What is asked. Render each line of the records below as a string in a single JSON list, omitting any blank lines.
=-=-=-=-=
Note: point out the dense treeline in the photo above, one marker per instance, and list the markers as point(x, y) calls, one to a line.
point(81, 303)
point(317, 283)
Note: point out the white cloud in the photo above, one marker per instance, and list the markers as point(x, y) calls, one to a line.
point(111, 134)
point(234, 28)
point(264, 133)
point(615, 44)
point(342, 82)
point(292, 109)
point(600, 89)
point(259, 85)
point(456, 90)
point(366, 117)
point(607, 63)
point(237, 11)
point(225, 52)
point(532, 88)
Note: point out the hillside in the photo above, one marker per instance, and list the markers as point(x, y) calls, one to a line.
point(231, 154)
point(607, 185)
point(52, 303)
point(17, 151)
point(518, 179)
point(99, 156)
=-=-=-=-=
Response below.
[
  "Note: point out the dense treeline in the photo above, one marker per instance, and list the markers as point(x, y) calls, one to a line.",
  "point(81, 303)",
  "point(317, 283)",
  "Note: point out the white cloud in the photo above, one marker per instance, and list the markers as point(x, y) calls, one to a line.",
  "point(111, 134)",
  "point(234, 28)",
  "point(264, 133)",
  "point(615, 44)",
  "point(342, 82)",
  "point(292, 109)",
  "point(600, 89)",
  "point(259, 85)",
  "point(456, 90)",
  "point(366, 117)",
  "point(607, 63)",
  "point(237, 11)",
  "point(225, 52)",
  "point(532, 88)",
  "Note: point out the hillside in the photo above, one marker per instance, and list the markers as point(x, y) calls, one to a line.",
  "point(231, 154)",
  "point(607, 185)",
  "point(52, 303)",
  "point(17, 151)",
  "point(518, 179)",
  "point(99, 156)"
]